= WORK TO BE COMPLETED =
Reproduce the data below line for line, leaving out the pictures.

START

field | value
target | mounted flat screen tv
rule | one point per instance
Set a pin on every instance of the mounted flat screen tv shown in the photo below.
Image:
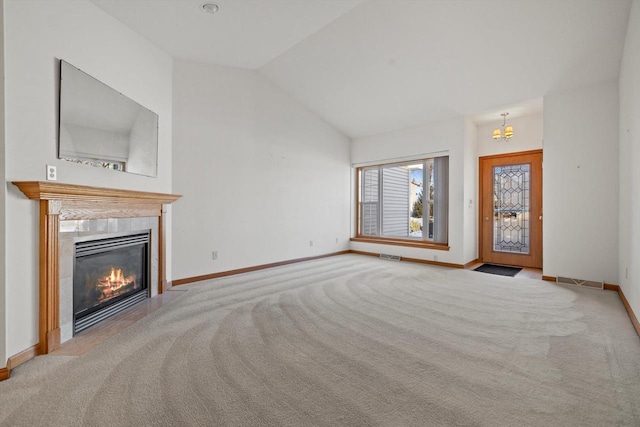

END

= CORRECT RESULT =
field | value
target | mounted flat screen tv
rule | one point per instance
Set a pin on every instance of the mounted flat screen tv shown in the photo below.
Image:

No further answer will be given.